**Request a:**
Can you output the listing that follows the Bobby Douglass passage as a two-column CSV with the columns request and answer, one row per request, each value in a single quoted field with line breaks replaced by spaces and the pictures left out?

**Source passage:**
--- Start ---

With the Bears hosting the Lions the week after Justin Fields broke one of Bobby Douglass’s rushing records, it’s fitting to look back at 1972, when Bobby Douglass broke the NFL QB rushing record for a season by surpassing a Lions quarterback while playing the Lions, albeit in a game when that Lions quarterback outrushed him and the Bears lost.

Bobby Douglass running against the Lions, Nov. 5, 1972, the game in which he set the new NFL record for rushing yards in a season for a quarterback.

“When I drop back, I’m thinking 100% to pass. But if there’s a breakdown, I’ll scramble.” — Bobby Douglass, 25 years old, November 1972

“Oh, I loved running. But back then, quarterbacks weren’t supposed to run. I would have loved to play for a coach who used my ability.” — Bobby Douglass, 75 years old, November 2022

It’s Lions week! And I’ve got a Lions story for you.

But it’s also Justin Fields week! And I’ve got a Bobby Douglass story for you.

Spoiler alert: They’re the same story.

Growing up in the 1980s and really the 1990s, there were certain Bears quarterbacks I heard about from my father, uncle, grandfather and older relatives and friends. Obviously any Bears QB who comported himself halfway professionally summoned the name of Sid Luckman.

My dad’s guy was Billy Wade, he of the ‘63 champs, and early on there were McMahon comps to Wade — both guided championship Bears teams in #9 — until finally it was all about Mac, and the pain of knowing “That Jim Harbaugh, I like him, he’ll do, but he’s no McMahon.”

(The screams from my father’s mother when news broke that we shipped Mac to the Chargers. We were out to dinner together and a news report came on at the restaurant. The SCREAMS, I tell you. The indignance. The OUTRAGE.)

--- End ---

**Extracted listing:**
--- Start ---

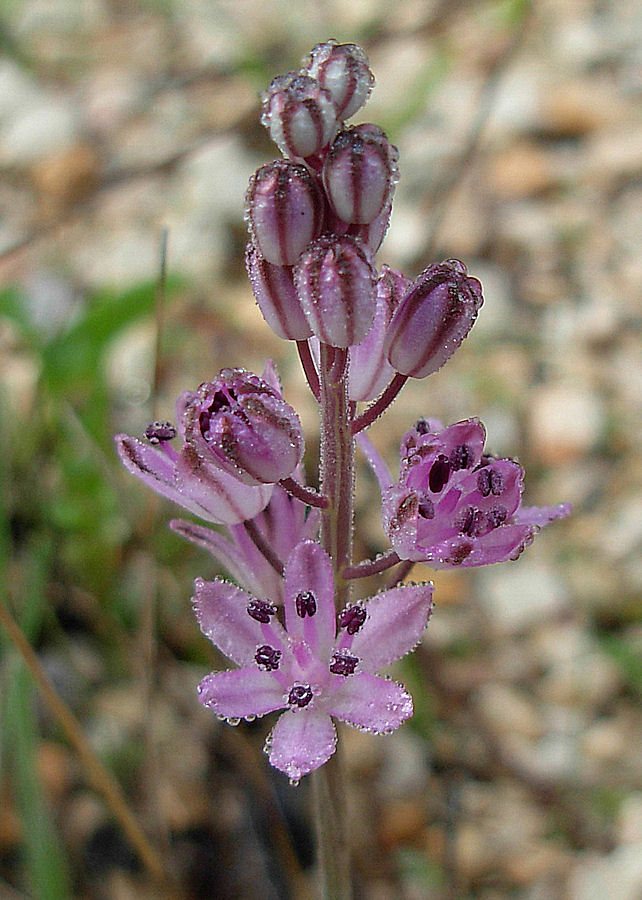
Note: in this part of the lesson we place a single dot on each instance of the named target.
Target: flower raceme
(316, 219)
(318, 666)
(456, 506)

--- End ---

**Request b:**
Will you print the Bobby Douglass passage above, word for word, from "Bobby Douglass running" to "of Sid Luckman."?

**Worked answer a:**
request,answer
"Note: in this part of the lesson we place a single dot on each instance of the named target. Target: flower raceme","(316, 219) (318, 666) (456, 506)"

**Worked answer b:**
Bobby Douglass running against the Lions, Nov. 5, 1972, the game in which he set the new NFL record for rushing yards in a season for a quarterback.

“When I drop back, I’m thinking 100% to pass. But if there’s a breakdown, I’ll scramble.” — Bobby Douglass, 25 years old, November 1972

“Oh, I loved running. But back then, quarterbacks weren’t supposed to run. I would have loved to play for a coach who used my ability.” — Bobby Douglass, 75 years old, November 2022

It’s Lions week! And I’ve got a Lions story for you.

But it’s also Justin Fields week! And I’ve got a Bobby Douglass story for you.

Spoiler alert: They’re the same story.

Growing up in the 1980s and really the 1990s, there were certain Bears quarterbacks I heard about from my father, uncle, grandfather and older relatives and friends. Obviously any Bears QB who comported himself halfway professionally summoned the name of Sid Luckman.